* begin Listed records *
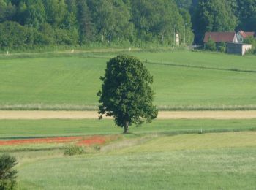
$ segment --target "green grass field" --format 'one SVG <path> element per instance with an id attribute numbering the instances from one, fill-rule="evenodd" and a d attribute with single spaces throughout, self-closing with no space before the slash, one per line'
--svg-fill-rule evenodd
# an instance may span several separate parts
<path id="1" fill-rule="evenodd" d="M 256 131 L 256 120 L 156 120 L 132 126 L 135 134 L 165 134 L 211 132 Z M 0 140 L 40 137 L 121 134 L 111 120 L 0 120 Z"/>
<path id="2" fill-rule="evenodd" d="M 255 56 L 189 51 L 129 53 L 151 61 L 145 64 L 154 75 L 155 104 L 160 109 L 256 109 L 256 73 L 235 71 L 256 70 Z M 2 58 L 0 109 L 96 109 L 99 77 L 108 58 L 86 55 Z M 110 58 L 114 53 L 93 56 Z"/>
<path id="3" fill-rule="evenodd" d="M 162 110 L 256 110 L 255 56 L 126 53 L 145 61 L 154 75 L 154 103 Z M 97 109 L 99 77 L 116 55 L 0 55 L 0 110 Z M 122 131 L 108 119 L 0 120 L 0 154 L 18 159 L 18 189 L 256 187 L 256 119 L 157 119 L 132 126 L 128 135 Z M 64 151 L 78 141 L 20 142 L 72 136 L 113 139 L 74 156 Z"/>
<path id="4" fill-rule="evenodd" d="M 255 132 L 153 137 L 96 154 L 15 153 L 18 189 L 254 189 Z M 129 145 L 128 145 L 129 146 Z M 104 147 L 102 151 L 104 151 Z"/>

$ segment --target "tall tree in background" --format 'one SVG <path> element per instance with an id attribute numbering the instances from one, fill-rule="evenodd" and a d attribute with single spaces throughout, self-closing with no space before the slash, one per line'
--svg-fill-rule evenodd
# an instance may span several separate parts
<path id="1" fill-rule="evenodd" d="M 11 2 L 7 3 L 4 0 L 0 0 L 0 23 L 12 20 L 15 13 L 15 6 Z"/>
<path id="2" fill-rule="evenodd" d="M 130 13 L 122 0 L 88 0 L 100 39 L 129 39 L 132 32 Z"/>
<path id="3" fill-rule="evenodd" d="M 46 20 L 45 7 L 41 0 L 23 0 L 18 5 L 17 20 L 21 25 L 39 28 Z"/>
<path id="4" fill-rule="evenodd" d="M 67 12 L 67 6 L 64 0 L 43 0 L 46 20 L 56 28 L 64 27 L 64 22 Z"/>
<path id="5" fill-rule="evenodd" d="M 256 1 L 237 0 L 237 3 L 238 29 L 256 31 Z"/>
<path id="6" fill-rule="evenodd" d="M 132 22 L 142 41 L 174 42 L 174 31 L 184 32 L 184 20 L 172 0 L 132 0 Z"/>
<path id="7" fill-rule="evenodd" d="M 199 0 L 195 16 L 197 42 L 203 41 L 206 31 L 233 31 L 237 26 L 237 18 L 227 1 Z"/>
<path id="8" fill-rule="evenodd" d="M 77 18 L 79 26 L 80 44 L 85 44 L 86 41 L 93 41 L 94 26 L 92 23 L 91 12 L 86 1 L 78 0 Z"/>

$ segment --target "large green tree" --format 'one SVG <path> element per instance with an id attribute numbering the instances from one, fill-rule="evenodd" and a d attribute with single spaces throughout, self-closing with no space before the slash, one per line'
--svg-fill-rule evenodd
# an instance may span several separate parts
<path id="1" fill-rule="evenodd" d="M 143 64 L 129 56 L 118 56 L 107 63 L 99 96 L 99 114 L 113 116 L 116 124 L 124 127 L 124 134 L 132 123 L 141 125 L 157 116 L 150 87 L 153 77 Z"/>
<path id="2" fill-rule="evenodd" d="M 130 38 L 132 16 L 122 0 L 88 0 L 88 4 L 102 42 Z"/>

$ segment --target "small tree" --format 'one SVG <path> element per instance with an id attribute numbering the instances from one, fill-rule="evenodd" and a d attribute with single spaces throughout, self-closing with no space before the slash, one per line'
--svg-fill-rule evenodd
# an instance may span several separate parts
<path id="1" fill-rule="evenodd" d="M 209 37 L 208 39 L 208 42 L 206 43 L 206 50 L 210 50 L 210 51 L 216 51 L 216 44 L 214 40 Z"/>
<path id="2" fill-rule="evenodd" d="M 227 46 L 226 46 L 226 43 L 225 42 L 220 42 L 219 43 L 219 45 L 218 45 L 218 50 L 219 51 L 219 52 L 222 52 L 222 53 L 224 53 L 224 52 L 225 52 L 226 51 L 226 48 Z"/>
<path id="3" fill-rule="evenodd" d="M 15 188 L 17 171 L 12 168 L 17 164 L 14 157 L 6 154 L 0 156 L 0 190 Z"/>
<path id="4" fill-rule="evenodd" d="M 99 119 L 103 115 L 113 116 L 115 123 L 129 132 L 132 123 L 141 125 L 157 116 L 153 105 L 154 92 L 150 87 L 153 77 L 143 64 L 129 56 L 118 56 L 107 63 L 99 96 Z"/>

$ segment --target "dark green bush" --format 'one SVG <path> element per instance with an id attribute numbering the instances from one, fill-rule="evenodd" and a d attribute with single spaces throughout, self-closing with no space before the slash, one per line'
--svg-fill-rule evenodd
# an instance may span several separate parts
<path id="1" fill-rule="evenodd" d="M 216 51 L 216 43 L 209 37 L 208 42 L 205 45 L 205 48 L 206 50 Z"/>
<path id="2" fill-rule="evenodd" d="M 15 189 L 17 171 L 13 167 L 17 164 L 14 157 L 6 154 L 0 156 L 0 190 Z"/>

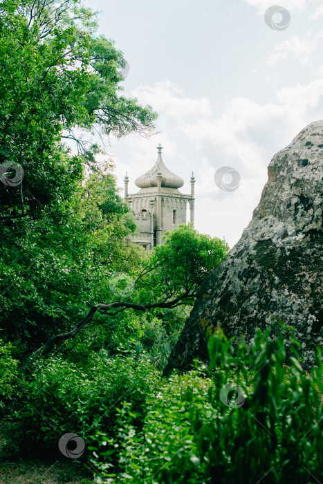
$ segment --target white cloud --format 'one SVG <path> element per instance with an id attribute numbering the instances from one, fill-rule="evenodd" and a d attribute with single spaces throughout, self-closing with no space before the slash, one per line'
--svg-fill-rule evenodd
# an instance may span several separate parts
<path id="1" fill-rule="evenodd" d="M 212 115 L 207 100 L 183 98 L 181 90 L 168 82 L 140 86 L 132 94 L 140 102 L 151 102 L 160 110 L 167 106 L 178 115 L 183 108 L 187 120 L 180 137 L 167 133 L 144 140 L 136 136 L 127 137 L 127 152 L 123 160 L 120 156 L 116 160 L 119 186 L 127 170 L 129 193 L 138 192 L 134 180 L 154 165 L 156 147 L 161 142 L 166 166 L 185 181 L 182 193 L 190 193 L 189 177 L 194 167 L 196 228 L 212 236 L 225 234 L 231 246 L 258 203 L 273 156 L 317 115 L 323 118 L 323 111 L 318 111 L 320 103 L 323 105 L 321 79 L 305 86 L 282 88 L 264 104 L 235 97 L 217 117 Z M 215 171 L 223 166 L 232 167 L 241 175 L 234 192 L 223 192 L 214 183 Z"/>
<path id="2" fill-rule="evenodd" d="M 250 6 L 255 7 L 259 13 L 264 13 L 267 8 L 275 5 L 273 0 L 243 0 L 243 1 Z M 284 0 L 284 5 L 282 6 L 290 12 L 300 12 L 312 2 L 308 0 Z"/>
* end Listed records *
> **Given problem**: Please convert all the items above into a numbered list of their lines, omitting blank lines and leaving the pictures out.

> **Answer to this problem**:
1. $ segment --target "green grass field" --format 'one SVG <path> element per instance with an id attribute numbering the instances from one, fill-rule="evenodd" and a d attribute with single spaces throughout, self-closing with no space before the slash, one per line'
2. --svg-fill-rule evenodd
3. # an instance may span several separate parts
4. <path id="1" fill-rule="evenodd" d="M 256 131 L 256 120 L 156 120 L 132 126 L 135 134 L 165 134 L 211 132 Z M 0 140 L 40 137 L 121 134 L 111 120 L 0 120 Z"/>
5. <path id="2" fill-rule="evenodd" d="M 255 56 L 189 51 L 129 53 L 151 61 L 145 64 L 154 75 L 155 104 L 160 109 L 256 109 L 256 73 L 235 71 L 256 70 Z M 2 58 L 0 109 L 96 109 L 99 77 L 108 58 L 86 55 Z M 110 58 L 114 53 L 93 56 Z"/>
6. <path id="3" fill-rule="evenodd" d="M 162 110 L 256 110 L 255 56 L 126 53 L 145 61 L 154 75 L 154 103 Z M 97 109 L 99 77 L 116 55 L 0 55 L 0 110 Z M 122 131 L 108 119 L 0 120 L 0 154 L 18 159 L 18 189 L 256 187 L 256 119 L 157 119 L 132 126 L 128 135 Z M 64 151 L 78 141 L 20 142 L 72 136 L 113 139 L 74 156 Z"/>
7. <path id="4" fill-rule="evenodd" d="M 255 132 L 153 137 L 96 154 L 15 153 L 18 189 L 254 189 Z M 129 145 L 128 145 L 129 146 Z M 104 147 L 102 151 L 104 151 Z"/>
8. $ segment --target "tall tree in background" --format 'one SVG <path> element per instance with an id attribute numbering the instances from one, fill-rule="evenodd" and a d attribute with single spaces throughout, self-closing with no space before the slash, one per line'
9. --svg-fill-rule evenodd
10. # an instance may span several separate parts
11. <path id="1" fill-rule="evenodd" d="M 11 2 L 7 3 L 4 0 L 0 0 L 0 23 L 12 20 L 15 13 L 15 6 Z"/>
12. <path id="2" fill-rule="evenodd" d="M 130 13 L 122 0 L 88 0 L 100 39 L 129 39 L 132 32 Z"/>
13. <path id="3" fill-rule="evenodd" d="M 46 20 L 45 7 L 41 0 L 23 0 L 18 5 L 17 20 L 21 25 L 39 28 Z"/>
14. <path id="4" fill-rule="evenodd" d="M 67 12 L 67 6 L 64 0 L 43 0 L 46 20 L 56 28 L 64 27 L 64 22 Z"/>
15. <path id="5" fill-rule="evenodd" d="M 256 1 L 237 0 L 237 3 L 238 29 L 256 31 Z"/>
16. <path id="6" fill-rule="evenodd" d="M 132 22 L 142 41 L 174 42 L 174 31 L 184 32 L 184 20 L 172 0 L 132 0 Z"/>
17. <path id="7" fill-rule="evenodd" d="M 199 0 L 195 16 L 197 42 L 203 41 L 206 31 L 233 31 L 237 26 L 237 18 L 227 1 Z"/>
18. <path id="8" fill-rule="evenodd" d="M 77 18 L 79 26 L 80 44 L 85 44 L 86 41 L 93 41 L 94 26 L 92 23 L 91 12 L 86 1 L 78 0 Z"/>
19. $ segment --target "large green tree" --format 'one SVG <path> element per instance with an id attribute numbering the instances from one, fill-rule="evenodd" and a d attribute with single spaces throughout, self-closing with no space before the slash, one per line'
20. --svg-fill-rule evenodd
21. # an instance may span several separate parts
22. <path id="1" fill-rule="evenodd" d="M 143 64 L 129 56 L 118 56 L 107 63 L 99 96 L 99 114 L 113 116 L 116 124 L 124 127 L 124 134 L 132 123 L 141 125 L 157 116 L 150 87 L 153 77 Z"/>
23. <path id="2" fill-rule="evenodd" d="M 130 38 L 132 16 L 122 0 L 88 0 L 88 4 L 102 42 Z"/>
24. $ segment --target "small tree" --format 'one SVG <path> element per instance with an id attribute numbering the instances from one, fill-rule="evenodd" and a d attribute with single spaces throughout, self-closing with no space before the slash, one per line'
25. --svg-fill-rule evenodd
26. # an instance may span several separate parts
27. <path id="1" fill-rule="evenodd" d="M 209 37 L 208 39 L 208 42 L 206 43 L 206 50 L 210 50 L 210 51 L 216 51 L 216 44 L 214 40 Z"/>
28. <path id="2" fill-rule="evenodd" d="M 227 46 L 226 46 L 226 43 L 225 42 L 220 42 L 219 43 L 219 45 L 218 45 L 218 50 L 219 51 L 219 52 L 222 52 L 222 53 L 224 53 L 224 52 L 225 52 L 226 51 L 226 48 Z"/>
29. <path id="3" fill-rule="evenodd" d="M 15 188 L 17 171 L 12 168 L 17 164 L 14 157 L 6 154 L 0 156 L 0 190 Z"/>
30. <path id="4" fill-rule="evenodd" d="M 99 119 L 103 115 L 113 116 L 115 123 L 129 132 L 132 123 L 141 125 L 157 116 L 153 105 L 154 92 L 150 87 L 153 77 L 143 64 L 129 56 L 118 56 L 107 63 L 99 96 Z"/>
31. $ segment --target "dark green bush" --format 'one SVG <path> element per instance with an id attribute numbering the instances from one, fill-rule="evenodd" and a d attribute with single spaces throughout, self-closing with no space before the slash, one per line'
32. --svg-fill-rule evenodd
33. # an instance may span several separate parts
34. <path id="1" fill-rule="evenodd" d="M 216 51 L 216 43 L 209 37 L 208 42 L 205 45 L 205 48 L 206 50 Z"/>
35. <path id="2" fill-rule="evenodd" d="M 15 189 L 17 171 L 13 167 L 17 164 L 14 157 L 6 154 L 0 156 L 0 190 Z"/>
36. $ segment --target white cloud --format 'one SVG <path> element per instance with an id attribute numbering the instances from one, fill-rule="evenodd" and a d attribute with single spaces throughout, self-closing with no space before the slash, one per line'
37. --svg-fill-rule evenodd
38. # an instance may span several separate parts
39. <path id="1" fill-rule="evenodd" d="M 212 115 L 207 100 L 183 98 L 181 90 L 168 82 L 140 86 L 132 94 L 140 102 L 151 102 L 160 110 L 167 106 L 178 115 L 183 108 L 187 120 L 180 137 L 167 133 L 144 140 L 136 136 L 127 137 L 127 152 L 123 160 L 120 156 L 116 160 L 119 186 L 127 170 L 129 193 L 138 192 L 134 180 L 154 165 L 156 147 L 161 142 L 166 166 L 185 181 L 182 193 L 190 193 L 189 177 L 194 167 L 196 228 L 212 236 L 225 234 L 231 246 L 258 203 L 273 156 L 317 115 L 323 118 L 323 111 L 318 111 L 320 103 L 323 105 L 321 79 L 305 86 L 282 88 L 264 104 L 235 97 L 217 117 Z M 215 171 L 223 166 L 232 167 L 241 175 L 234 192 L 223 192 L 214 183 Z"/>
40. <path id="2" fill-rule="evenodd" d="M 250 6 L 255 7 L 259 13 L 264 13 L 267 8 L 275 5 L 273 0 L 243 0 L 243 1 Z M 284 0 L 284 5 L 282 6 L 290 12 L 300 12 L 312 2 L 308 0 Z"/>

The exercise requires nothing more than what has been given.